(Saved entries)
*** Block opens ***
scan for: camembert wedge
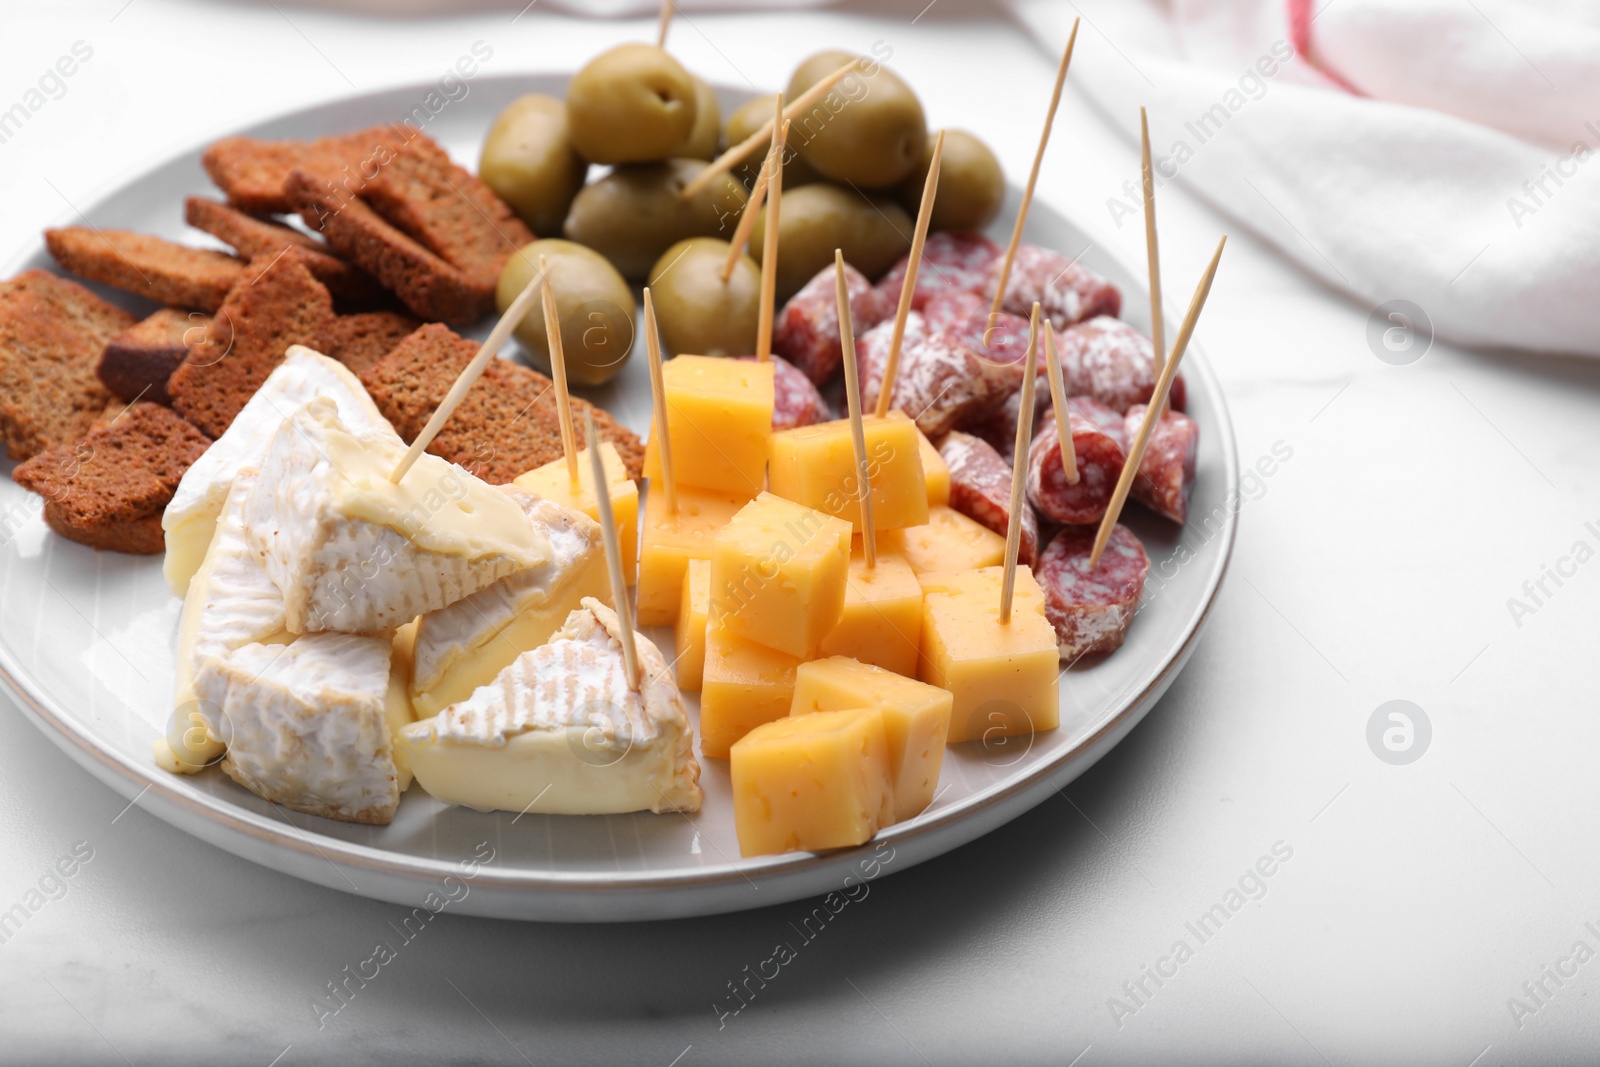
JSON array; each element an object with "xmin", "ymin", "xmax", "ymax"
[
  {"xmin": 243, "ymin": 399, "xmax": 550, "ymax": 634},
  {"xmin": 400, "ymin": 599, "xmax": 702, "ymax": 815}
]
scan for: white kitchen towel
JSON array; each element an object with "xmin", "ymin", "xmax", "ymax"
[{"xmin": 1007, "ymin": 0, "xmax": 1600, "ymax": 357}]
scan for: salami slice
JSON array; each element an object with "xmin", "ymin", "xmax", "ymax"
[
  {"xmin": 938, "ymin": 430, "xmax": 1039, "ymax": 566},
  {"xmin": 1035, "ymin": 524, "xmax": 1149, "ymax": 661},
  {"xmin": 859, "ymin": 312, "xmax": 1017, "ymax": 439},
  {"xmin": 773, "ymin": 261, "xmax": 888, "ymax": 385},
  {"xmin": 1125, "ymin": 404, "xmax": 1198, "ymax": 524},
  {"xmin": 1025, "ymin": 402, "xmax": 1129, "ymax": 526},
  {"xmin": 874, "ymin": 231, "xmax": 1001, "ymax": 312},
  {"xmin": 964, "ymin": 384, "xmax": 1051, "ymax": 462},
  {"xmin": 923, "ymin": 289, "xmax": 1032, "ymax": 370},
  {"xmin": 984, "ymin": 244, "xmax": 1121, "ymax": 331},
  {"xmin": 1057, "ymin": 316, "xmax": 1188, "ymax": 413},
  {"xmin": 740, "ymin": 354, "xmax": 831, "ymax": 430}
]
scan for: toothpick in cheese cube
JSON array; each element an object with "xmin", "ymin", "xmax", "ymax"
[
  {"xmin": 513, "ymin": 442, "xmax": 639, "ymax": 585},
  {"xmin": 642, "ymin": 354, "xmax": 773, "ymax": 497},
  {"xmin": 636, "ymin": 483, "xmax": 746, "ymax": 626},
  {"xmin": 877, "ymin": 504, "xmax": 1006, "ymax": 575},
  {"xmin": 817, "ymin": 549, "xmax": 922, "ymax": 677},
  {"xmin": 766, "ymin": 411, "xmax": 928, "ymax": 533}
]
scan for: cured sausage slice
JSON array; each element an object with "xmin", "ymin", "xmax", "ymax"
[
  {"xmin": 740, "ymin": 354, "xmax": 831, "ymax": 430},
  {"xmin": 938, "ymin": 430, "xmax": 1039, "ymax": 566},
  {"xmin": 984, "ymin": 244, "xmax": 1120, "ymax": 331},
  {"xmin": 1025, "ymin": 398, "xmax": 1129, "ymax": 526},
  {"xmin": 1057, "ymin": 316, "xmax": 1188, "ymax": 414},
  {"xmin": 773, "ymin": 262, "xmax": 887, "ymax": 385},
  {"xmin": 1125, "ymin": 404, "xmax": 1198, "ymax": 524},
  {"xmin": 1034, "ymin": 524, "xmax": 1149, "ymax": 661},
  {"xmin": 858, "ymin": 312, "xmax": 1017, "ymax": 439},
  {"xmin": 873, "ymin": 231, "xmax": 1001, "ymax": 312}
]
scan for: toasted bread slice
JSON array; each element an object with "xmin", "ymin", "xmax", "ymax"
[
  {"xmin": 360, "ymin": 323, "xmax": 644, "ymax": 484},
  {"xmin": 321, "ymin": 310, "xmax": 422, "ymax": 375},
  {"xmin": 286, "ymin": 169, "xmax": 490, "ymax": 324},
  {"xmin": 360, "ymin": 136, "xmax": 533, "ymax": 292},
  {"xmin": 168, "ymin": 251, "xmax": 336, "ymax": 437},
  {"xmin": 201, "ymin": 126, "xmax": 408, "ymax": 215},
  {"xmin": 0, "ymin": 270, "xmax": 131, "ymax": 461},
  {"xmin": 44, "ymin": 228, "xmax": 245, "ymax": 313},
  {"xmin": 12, "ymin": 401, "xmax": 210, "ymax": 554},
  {"xmin": 183, "ymin": 196, "xmax": 386, "ymax": 305},
  {"xmin": 98, "ymin": 308, "xmax": 205, "ymax": 405}
]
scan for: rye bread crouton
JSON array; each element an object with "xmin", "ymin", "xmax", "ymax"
[
  {"xmin": 98, "ymin": 308, "xmax": 205, "ymax": 405},
  {"xmin": 168, "ymin": 251, "xmax": 336, "ymax": 437},
  {"xmin": 201, "ymin": 125, "xmax": 408, "ymax": 215},
  {"xmin": 360, "ymin": 323, "xmax": 644, "ymax": 485},
  {"xmin": 360, "ymin": 136, "xmax": 533, "ymax": 292},
  {"xmin": 321, "ymin": 311, "xmax": 421, "ymax": 375},
  {"xmin": 183, "ymin": 196, "xmax": 386, "ymax": 305},
  {"xmin": 0, "ymin": 270, "xmax": 131, "ymax": 461},
  {"xmin": 44, "ymin": 228, "xmax": 245, "ymax": 313},
  {"xmin": 11, "ymin": 401, "xmax": 211, "ymax": 554}
]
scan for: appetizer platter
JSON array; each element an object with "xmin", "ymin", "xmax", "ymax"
[{"xmin": 0, "ymin": 19, "xmax": 1238, "ymax": 921}]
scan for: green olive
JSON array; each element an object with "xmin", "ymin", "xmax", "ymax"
[
  {"xmin": 563, "ymin": 159, "xmax": 748, "ymax": 282},
  {"xmin": 497, "ymin": 239, "xmax": 635, "ymax": 387},
  {"xmin": 725, "ymin": 93, "xmax": 821, "ymax": 191},
  {"xmin": 565, "ymin": 43, "xmax": 698, "ymax": 164},
  {"xmin": 748, "ymin": 183, "xmax": 912, "ymax": 302},
  {"xmin": 786, "ymin": 50, "xmax": 926, "ymax": 189},
  {"xmin": 674, "ymin": 75, "xmax": 722, "ymax": 161},
  {"xmin": 478, "ymin": 94, "xmax": 589, "ymax": 236},
  {"xmin": 646, "ymin": 237, "xmax": 760, "ymax": 357},
  {"xmin": 898, "ymin": 129, "xmax": 1005, "ymax": 232}
]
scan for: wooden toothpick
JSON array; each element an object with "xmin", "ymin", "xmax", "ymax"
[
  {"xmin": 642, "ymin": 287, "xmax": 677, "ymax": 516},
  {"xmin": 390, "ymin": 261, "xmax": 544, "ymax": 483},
  {"xmin": 1089, "ymin": 235, "xmax": 1227, "ymax": 569},
  {"xmin": 680, "ymin": 59, "xmax": 857, "ymax": 200},
  {"xmin": 587, "ymin": 408, "xmax": 641, "ymax": 692},
  {"xmin": 875, "ymin": 128, "xmax": 944, "ymax": 419},
  {"xmin": 987, "ymin": 18, "xmax": 1080, "ymax": 336},
  {"xmin": 1140, "ymin": 106, "xmax": 1165, "ymax": 388},
  {"xmin": 1043, "ymin": 321, "xmax": 1077, "ymax": 485},
  {"xmin": 540, "ymin": 254, "xmax": 580, "ymax": 489},
  {"xmin": 721, "ymin": 120, "xmax": 789, "ymax": 284},
  {"xmin": 1000, "ymin": 302, "xmax": 1042, "ymax": 625},
  {"xmin": 755, "ymin": 91, "xmax": 786, "ymax": 363},
  {"xmin": 656, "ymin": 0, "xmax": 673, "ymax": 48},
  {"xmin": 835, "ymin": 249, "xmax": 875, "ymax": 570}
]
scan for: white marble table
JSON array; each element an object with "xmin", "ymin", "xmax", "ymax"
[{"xmin": 3, "ymin": 2, "xmax": 1597, "ymax": 1063}]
*** Block closes ***
Required work: What you give back should be exactly the lines of the data above from the line with "scan for: white kitchen towel" through the line with "scan for: salami slice", both of those included, and nothing more.

Exercise result:
scan for: white kitchen towel
JSON array; each element an object with "xmin", "ymin", "xmax", "ymax"
[{"xmin": 1007, "ymin": 0, "xmax": 1600, "ymax": 357}]
scan for: salami slice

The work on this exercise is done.